***** Extracted material *****

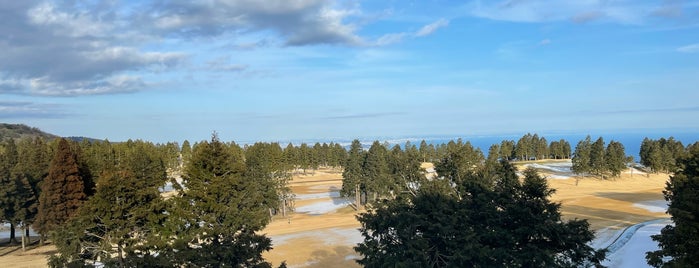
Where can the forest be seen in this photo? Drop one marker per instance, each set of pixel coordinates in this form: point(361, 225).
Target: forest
point(100, 202)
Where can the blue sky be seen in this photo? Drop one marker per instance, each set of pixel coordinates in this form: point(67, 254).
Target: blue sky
point(321, 69)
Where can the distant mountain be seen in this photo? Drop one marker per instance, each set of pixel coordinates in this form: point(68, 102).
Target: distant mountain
point(20, 131)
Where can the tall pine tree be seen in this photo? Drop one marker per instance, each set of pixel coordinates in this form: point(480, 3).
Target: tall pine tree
point(63, 191)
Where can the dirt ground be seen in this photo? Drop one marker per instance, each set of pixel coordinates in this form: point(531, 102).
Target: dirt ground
point(326, 239)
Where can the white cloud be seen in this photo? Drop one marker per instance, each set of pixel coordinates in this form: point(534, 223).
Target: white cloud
point(693, 48)
point(392, 38)
point(432, 27)
point(302, 22)
point(624, 12)
point(389, 39)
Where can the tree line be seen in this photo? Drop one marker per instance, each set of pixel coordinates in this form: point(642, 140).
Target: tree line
point(528, 147)
point(475, 212)
point(100, 202)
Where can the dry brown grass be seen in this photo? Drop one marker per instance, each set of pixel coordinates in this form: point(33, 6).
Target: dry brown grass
point(322, 240)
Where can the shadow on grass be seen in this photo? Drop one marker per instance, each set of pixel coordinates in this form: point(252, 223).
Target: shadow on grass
point(598, 214)
point(341, 256)
point(631, 197)
point(7, 248)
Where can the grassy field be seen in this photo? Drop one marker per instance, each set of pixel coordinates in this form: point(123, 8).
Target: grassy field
point(326, 239)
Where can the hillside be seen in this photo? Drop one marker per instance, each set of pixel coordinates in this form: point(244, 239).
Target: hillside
point(20, 131)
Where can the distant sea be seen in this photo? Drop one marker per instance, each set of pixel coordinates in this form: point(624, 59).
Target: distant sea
point(630, 139)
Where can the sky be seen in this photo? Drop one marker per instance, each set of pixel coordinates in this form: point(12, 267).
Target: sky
point(323, 69)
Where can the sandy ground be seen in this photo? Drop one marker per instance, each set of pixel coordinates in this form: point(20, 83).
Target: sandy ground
point(323, 231)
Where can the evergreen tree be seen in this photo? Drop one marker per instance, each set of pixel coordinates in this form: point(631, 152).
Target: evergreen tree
point(217, 219)
point(121, 225)
point(678, 242)
point(264, 162)
point(64, 190)
point(352, 174)
point(597, 162)
point(186, 152)
point(376, 171)
point(615, 158)
point(581, 157)
point(507, 149)
point(460, 161)
point(565, 146)
point(8, 186)
point(423, 151)
point(481, 223)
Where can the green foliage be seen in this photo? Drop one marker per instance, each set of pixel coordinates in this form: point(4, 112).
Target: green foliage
point(481, 223)
point(593, 158)
point(64, 190)
point(660, 155)
point(678, 242)
point(121, 223)
point(615, 158)
point(214, 222)
point(459, 162)
point(352, 174)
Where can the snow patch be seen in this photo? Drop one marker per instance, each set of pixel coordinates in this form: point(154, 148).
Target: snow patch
point(323, 207)
point(652, 205)
point(629, 250)
point(317, 195)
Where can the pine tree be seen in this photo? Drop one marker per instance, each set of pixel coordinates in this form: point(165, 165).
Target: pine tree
point(8, 187)
point(678, 242)
point(217, 219)
point(597, 161)
point(581, 157)
point(615, 158)
point(352, 174)
point(121, 225)
point(63, 191)
point(480, 223)
point(507, 149)
point(376, 171)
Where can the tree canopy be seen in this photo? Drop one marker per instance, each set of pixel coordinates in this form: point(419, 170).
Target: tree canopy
point(499, 222)
point(679, 242)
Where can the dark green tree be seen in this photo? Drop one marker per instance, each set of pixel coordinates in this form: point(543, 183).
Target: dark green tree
point(64, 190)
point(615, 158)
point(216, 220)
point(678, 242)
point(121, 225)
point(376, 171)
point(581, 158)
point(507, 149)
point(8, 185)
point(352, 175)
point(598, 165)
point(482, 223)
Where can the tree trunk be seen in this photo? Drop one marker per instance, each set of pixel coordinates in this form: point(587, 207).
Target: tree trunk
point(13, 239)
point(357, 198)
point(284, 208)
point(25, 235)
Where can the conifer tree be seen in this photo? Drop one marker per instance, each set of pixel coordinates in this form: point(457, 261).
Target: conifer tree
point(615, 158)
point(352, 174)
point(217, 219)
point(376, 171)
point(581, 157)
point(64, 190)
point(121, 225)
point(481, 223)
point(8, 186)
point(678, 241)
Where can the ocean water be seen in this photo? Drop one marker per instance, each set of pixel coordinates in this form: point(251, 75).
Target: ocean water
point(630, 139)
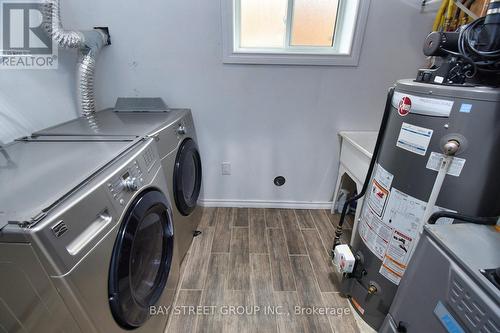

*****

* [Task] Return, character for character, the lines of the records between the line holding "Where can the green" and the line holding "point(317, 195)", inclusive.

* [Result of the exercise]
Where can the green foliage be seen in this photo? Drop one marker per instance, each set of pixel coordinates in this form: point(4, 112).
Target: green foliage
point(481, 223)
point(593, 158)
point(64, 190)
point(660, 155)
point(678, 242)
point(121, 223)
point(615, 158)
point(214, 222)
point(459, 162)
point(352, 174)
Where can the snow patch be seen in this photo? Drop one marker per instance, each set of pixel coordinates in this form: point(154, 148).
Target: snow patch
point(323, 207)
point(652, 205)
point(629, 250)
point(317, 195)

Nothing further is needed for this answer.